**Directions:** Only some lines are wanted. Transcribe, exactly, the lines below from the line with "Looking for: light blue checkered shirt" up to and including the line with "Looking for: shoulder".

**Records for this task:**
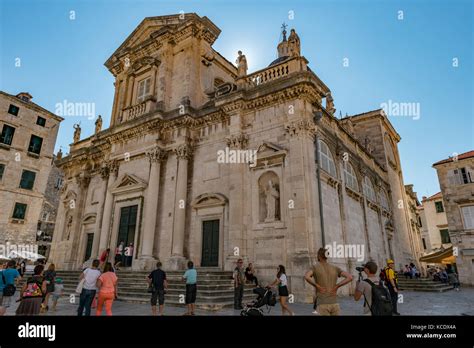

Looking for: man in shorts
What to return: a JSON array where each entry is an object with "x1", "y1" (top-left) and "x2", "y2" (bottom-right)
[
  {"x1": 147, "y1": 262, "x2": 168, "y2": 316},
  {"x1": 183, "y1": 261, "x2": 197, "y2": 316}
]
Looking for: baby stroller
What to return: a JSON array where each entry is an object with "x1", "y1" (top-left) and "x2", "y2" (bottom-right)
[{"x1": 241, "y1": 286, "x2": 277, "y2": 316}]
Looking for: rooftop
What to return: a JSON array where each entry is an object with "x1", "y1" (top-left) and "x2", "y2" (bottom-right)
[{"x1": 433, "y1": 150, "x2": 474, "y2": 166}]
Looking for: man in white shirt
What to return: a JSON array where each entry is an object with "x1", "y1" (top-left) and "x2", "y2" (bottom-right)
[{"x1": 77, "y1": 259, "x2": 101, "y2": 316}]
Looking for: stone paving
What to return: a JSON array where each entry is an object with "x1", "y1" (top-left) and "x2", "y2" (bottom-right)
[{"x1": 3, "y1": 287, "x2": 473, "y2": 316}]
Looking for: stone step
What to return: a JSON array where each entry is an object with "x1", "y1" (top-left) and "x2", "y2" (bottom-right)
[{"x1": 399, "y1": 286, "x2": 453, "y2": 292}]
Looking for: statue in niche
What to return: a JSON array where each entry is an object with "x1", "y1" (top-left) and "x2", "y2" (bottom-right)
[
  {"x1": 264, "y1": 180, "x2": 280, "y2": 222},
  {"x1": 95, "y1": 115, "x2": 102, "y2": 134},
  {"x1": 65, "y1": 215, "x2": 73, "y2": 240},
  {"x1": 236, "y1": 50, "x2": 248, "y2": 77},
  {"x1": 73, "y1": 124, "x2": 81, "y2": 143}
]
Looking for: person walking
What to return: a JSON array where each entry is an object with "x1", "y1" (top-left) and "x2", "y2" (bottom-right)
[
  {"x1": 182, "y1": 261, "x2": 197, "y2": 315},
  {"x1": 114, "y1": 241, "x2": 124, "y2": 270},
  {"x1": 16, "y1": 265, "x2": 47, "y2": 315},
  {"x1": 0, "y1": 260, "x2": 21, "y2": 313},
  {"x1": 124, "y1": 243, "x2": 134, "y2": 267},
  {"x1": 147, "y1": 262, "x2": 168, "y2": 316},
  {"x1": 77, "y1": 259, "x2": 101, "y2": 316},
  {"x1": 96, "y1": 262, "x2": 118, "y2": 316},
  {"x1": 381, "y1": 259, "x2": 400, "y2": 315},
  {"x1": 51, "y1": 278, "x2": 64, "y2": 312},
  {"x1": 446, "y1": 264, "x2": 460, "y2": 291},
  {"x1": 304, "y1": 248, "x2": 353, "y2": 316},
  {"x1": 268, "y1": 265, "x2": 294, "y2": 315},
  {"x1": 42, "y1": 263, "x2": 57, "y2": 312},
  {"x1": 233, "y1": 259, "x2": 245, "y2": 310},
  {"x1": 99, "y1": 248, "x2": 110, "y2": 269},
  {"x1": 244, "y1": 263, "x2": 258, "y2": 286}
]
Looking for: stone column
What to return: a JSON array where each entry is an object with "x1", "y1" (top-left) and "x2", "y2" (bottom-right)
[
  {"x1": 91, "y1": 166, "x2": 110, "y2": 259},
  {"x1": 98, "y1": 161, "x2": 118, "y2": 255},
  {"x1": 140, "y1": 146, "x2": 167, "y2": 269},
  {"x1": 168, "y1": 143, "x2": 193, "y2": 270}
]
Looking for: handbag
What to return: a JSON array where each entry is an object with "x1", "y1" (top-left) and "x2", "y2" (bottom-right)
[
  {"x1": 147, "y1": 283, "x2": 155, "y2": 293},
  {"x1": 75, "y1": 278, "x2": 85, "y2": 294}
]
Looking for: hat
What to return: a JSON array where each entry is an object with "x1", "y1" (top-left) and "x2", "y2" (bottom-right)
[
  {"x1": 386, "y1": 259, "x2": 394, "y2": 265},
  {"x1": 55, "y1": 278, "x2": 63, "y2": 283}
]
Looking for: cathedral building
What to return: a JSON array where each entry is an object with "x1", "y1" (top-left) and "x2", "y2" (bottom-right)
[{"x1": 49, "y1": 13, "x2": 420, "y2": 299}]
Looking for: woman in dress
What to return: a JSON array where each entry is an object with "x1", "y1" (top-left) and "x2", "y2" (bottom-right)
[
  {"x1": 16, "y1": 265, "x2": 47, "y2": 316},
  {"x1": 268, "y1": 265, "x2": 294, "y2": 315}
]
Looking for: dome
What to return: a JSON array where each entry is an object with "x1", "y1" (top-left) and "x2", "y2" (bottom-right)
[{"x1": 268, "y1": 56, "x2": 289, "y2": 67}]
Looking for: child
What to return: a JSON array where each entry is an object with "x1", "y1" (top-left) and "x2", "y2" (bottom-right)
[{"x1": 51, "y1": 278, "x2": 64, "y2": 312}]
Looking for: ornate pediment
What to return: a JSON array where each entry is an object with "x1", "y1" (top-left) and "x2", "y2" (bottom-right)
[
  {"x1": 192, "y1": 193, "x2": 228, "y2": 209},
  {"x1": 110, "y1": 173, "x2": 147, "y2": 195},
  {"x1": 105, "y1": 14, "x2": 221, "y2": 74},
  {"x1": 251, "y1": 142, "x2": 287, "y2": 170},
  {"x1": 82, "y1": 213, "x2": 97, "y2": 225}
]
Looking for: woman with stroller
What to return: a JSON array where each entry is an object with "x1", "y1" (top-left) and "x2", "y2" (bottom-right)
[{"x1": 267, "y1": 265, "x2": 294, "y2": 316}]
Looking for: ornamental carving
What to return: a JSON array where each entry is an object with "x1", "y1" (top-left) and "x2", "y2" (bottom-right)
[
  {"x1": 226, "y1": 133, "x2": 248, "y2": 149},
  {"x1": 285, "y1": 119, "x2": 317, "y2": 138},
  {"x1": 146, "y1": 146, "x2": 168, "y2": 163},
  {"x1": 174, "y1": 143, "x2": 193, "y2": 160}
]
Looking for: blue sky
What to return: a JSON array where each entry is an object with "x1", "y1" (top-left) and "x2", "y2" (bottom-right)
[{"x1": 1, "y1": 0, "x2": 472, "y2": 198}]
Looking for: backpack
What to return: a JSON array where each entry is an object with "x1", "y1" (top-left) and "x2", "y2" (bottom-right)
[
  {"x1": 1, "y1": 271, "x2": 16, "y2": 296},
  {"x1": 363, "y1": 279, "x2": 393, "y2": 316},
  {"x1": 22, "y1": 277, "x2": 44, "y2": 299}
]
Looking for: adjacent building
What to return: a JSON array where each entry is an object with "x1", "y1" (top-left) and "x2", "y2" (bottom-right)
[
  {"x1": 0, "y1": 91, "x2": 63, "y2": 251},
  {"x1": 433, "y1": 151, "x2": 474, "y2": 285},
  {"x1": 49, "y1": 13, "x2": 420, "y2": 299},
  {"x1": 419, "y1": 192, "x2": 450, "y2": 252}
]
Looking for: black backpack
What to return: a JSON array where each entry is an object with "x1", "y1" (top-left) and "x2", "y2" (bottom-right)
[
  {"x1": 363, "y1": 279, "x2": 393, "y2": 316},
  {"x1": 1, "y1": 271, "x2": 16, "y2": 297}
]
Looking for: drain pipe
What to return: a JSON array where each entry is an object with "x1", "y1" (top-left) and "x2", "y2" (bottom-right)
[{"x1": 314, "y1": 110, "x2": 326, "y2": 247}]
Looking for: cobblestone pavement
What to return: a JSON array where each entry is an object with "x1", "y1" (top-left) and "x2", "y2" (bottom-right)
[{"x1": 3, "y1": 288, "x2": 473, "y2": 316}]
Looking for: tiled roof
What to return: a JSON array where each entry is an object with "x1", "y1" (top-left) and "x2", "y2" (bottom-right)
[{"x1": 433, "y1": 150, "x2": 474, "y2": 166}]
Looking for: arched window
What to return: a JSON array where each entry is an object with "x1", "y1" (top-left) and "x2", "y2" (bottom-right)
[
  {"x1": 343, "y1": 161, "x2": 358, "y2": 191},
  {"x1": 379, "y1": 189, "x2": 389, "y2": 210},
  {"x1": 318, "y1": 140, "x2": 337, "y2": 178},
  {"x1": 363, "y1": 176, "x2": 376, "y2": 202}
]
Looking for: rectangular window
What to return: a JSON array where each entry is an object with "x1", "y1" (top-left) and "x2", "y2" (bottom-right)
[
  {"x1": 439, "y1": 229, "x2": 451, "y2": 244},
  {"x1": 451, "y1": 168, "x2": 473, "y2": 185},
  {"x1": 36, "y1": 116, "x2": 46, "y2": 127},
  {"x1": 422, "y1": 238, "x2": 427, "y2": 250},
  {"x1": 435, "y1": 201, "x2": 444, "y2": 213},
  {"x1": 461, "y1": 205, "x2": 474, "y2": 229},
  {"x1": 137, "y1": 77, "x2": 151, "y2": 103},
  {"x1": 0, "y1": 125, "x2": 15, "y2": 145},
  {"x1": 8, "y1": 104, "x2": 19, "y2": 116},
  {"x1": 28, "y1": 135, "x2": 43, "y2": 154},
  {"x1": 19, "y1": 170, "x2": 36, "y2": 190},
  {"x1": 12, "y1": 203, "x2": 27, "y2": 220},
  {"x1": 55, "y1": 177, "x2": 63, "y2": 189},
  {"x1": 0, "y1": 163, "x2": 5, "y2": 181}
]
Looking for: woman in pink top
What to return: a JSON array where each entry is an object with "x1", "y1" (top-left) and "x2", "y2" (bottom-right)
[{"x1": 96, "y1": 262, "x2": 118, "y2": 316}]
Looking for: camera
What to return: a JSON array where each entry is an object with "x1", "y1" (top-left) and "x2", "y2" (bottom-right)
[{"x1": 356, "y1": 266, "x2": 365, "y2": 272}]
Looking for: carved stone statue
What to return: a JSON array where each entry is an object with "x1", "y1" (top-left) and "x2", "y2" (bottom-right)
[
  {"x1": 56, "y1": 148, "x2": 63, "y2": 160},
  {"x1": 66, "y1": 215, "x2": 73, "y2": 240},
  {"x1": 236, "y1": 50, "x2": 248, "y2": 77},
  {"x1": 73, "y1": 124, "x2": 81, "y2": 143},
  {"x1": 265, "y1": 180, "x2": 280, "y2": 222},
  {"x1": 288, "y1": 29, "x2": 301, "y2": 57},
  {"x1": 95, "y1": 115, "x2": 102, "y2": 134}
]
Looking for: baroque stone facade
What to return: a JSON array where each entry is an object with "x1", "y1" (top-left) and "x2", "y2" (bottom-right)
[
  {"x1": 0, "y1": 91, "x2": 63, "y2": 248},
  {"x1": 433, "y1": 151, "x2": 474, "y2": 285},
  {"x1": 49, "y1": 13, "x2": 420, "y2": 300}
]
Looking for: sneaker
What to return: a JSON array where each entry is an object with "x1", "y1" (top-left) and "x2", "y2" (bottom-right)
[
  {"x1": 393, "y1": 312, "x2": 401, "y2": 316},
  {"x1": 312, "y1": 310, "x2": 319, "y2": 315}
]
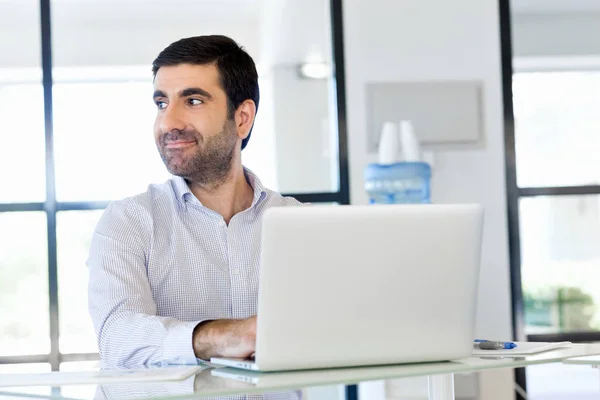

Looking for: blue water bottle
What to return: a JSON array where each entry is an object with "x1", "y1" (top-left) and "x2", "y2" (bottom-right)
[{"x1": 364, "y1": 162, "x2": 431, "y2": 204}]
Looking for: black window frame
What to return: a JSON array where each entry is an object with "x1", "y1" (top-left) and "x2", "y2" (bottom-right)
[{"x1": 499, "y1": 0, "x2": 600, "y2": 397}]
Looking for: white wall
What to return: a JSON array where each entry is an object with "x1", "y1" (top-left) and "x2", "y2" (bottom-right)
[{"x1": 342, "y1": 0, "x2": 514, "y2": 399}]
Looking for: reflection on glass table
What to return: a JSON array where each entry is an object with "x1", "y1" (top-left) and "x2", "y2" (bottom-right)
[
  {"x1": 97, "y1": 368, "x2": 302, "y2": 400},
  {"x1": 2, "y1": 344, "x2": 600, "y2": 400}
]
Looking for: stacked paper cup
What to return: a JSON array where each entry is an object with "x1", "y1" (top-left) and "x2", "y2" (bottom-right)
[{"x1": 364, "y1": 120, "x2": 431, "y2": 204}]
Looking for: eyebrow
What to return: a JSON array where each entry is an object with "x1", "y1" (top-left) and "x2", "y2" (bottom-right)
[{"x1": 153, "y1": 87, "x2": 213, "y2": 100}]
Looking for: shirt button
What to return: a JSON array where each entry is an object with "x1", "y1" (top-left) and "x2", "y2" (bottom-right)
[
  {"x1": 219, "y1": 220, "x2": 226, "y2": 227},
  {"x1": 232, "y1": 269, "x2": 240, "y2": 275}
]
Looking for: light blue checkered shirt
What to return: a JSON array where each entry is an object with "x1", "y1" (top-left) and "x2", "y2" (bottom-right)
[{"x1": 87, "y1": 168, "x2": 301, "y2": 368}]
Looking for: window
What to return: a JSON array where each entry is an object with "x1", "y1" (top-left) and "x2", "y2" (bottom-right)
[{"x1": 512, "y1": 71, "x2": 600, "y2": 336}]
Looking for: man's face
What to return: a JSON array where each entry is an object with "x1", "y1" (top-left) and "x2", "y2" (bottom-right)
[{"x1": 153, "y1": 63, "x2": 239, "y2": 185}]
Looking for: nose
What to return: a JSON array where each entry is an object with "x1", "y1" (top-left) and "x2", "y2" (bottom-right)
[{"x1": 158, "y1": 104, "x2": 186, "y2": 134}]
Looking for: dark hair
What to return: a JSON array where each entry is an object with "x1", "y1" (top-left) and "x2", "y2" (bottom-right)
[{"x1": 152, "y1": 35, "x2": 259, "y2": 150}]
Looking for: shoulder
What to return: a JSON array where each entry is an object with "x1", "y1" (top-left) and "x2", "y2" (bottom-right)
[
  {"x1": 95, "y1": 180, "x2": 176, "y2": 242},
  {"x1": 262, "y1": 188, "x2": 304, "y2": 208}
]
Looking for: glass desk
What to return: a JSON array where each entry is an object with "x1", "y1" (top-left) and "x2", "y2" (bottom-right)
[
  {"x1": 2, "y1": 343, "x2": 600, "y2": 400},
  {"x1": 563, "y1": 354, "x2": 600, "y2": 393}
]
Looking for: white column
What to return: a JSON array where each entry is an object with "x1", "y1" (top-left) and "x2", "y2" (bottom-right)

**Expected answer:**
Looking for: light blue checkered shirt
What to return: a JSON array where each entry is an object with "x1", "y1" (top-left) and "x2", "y2" (bottom-right)
[{"x1": 87, "y1": 168, "x2": 301, "y2": 368}]
Looking for: window
What to return: a JSON array where each entry is an object with "x1", "y1" (top-left) and "x2", "y2" (bottom-right)
[{"x1": 512, "y1": 71, "x2": 600, "y2": 336}]
Looking for: man's face
What to return: a JSON array where each entry is an object with "x1", "y1" (top-left) and "x2", "y2" (bottom-right)
[{"x1": 153, "y1": 63, "x2": 239, "y2": 185}]
Looking for: nose
What to return: a JSON array where each entry is an object with "x1", "y1" (top-left) and "x2", "y2" (bottom-right)
[{"x1": 158, "y1": 104, "x2": 186, "y2": 134}]
Looking for: dark hair
What to return: a JSON array where each entry is an object with "x1", "y1" (top-left) and "x2", "y2" (bottom-right)
[{"x1": 152, "y1": 35, "x2": 259, "y2": 150}]
Looking for: shoulder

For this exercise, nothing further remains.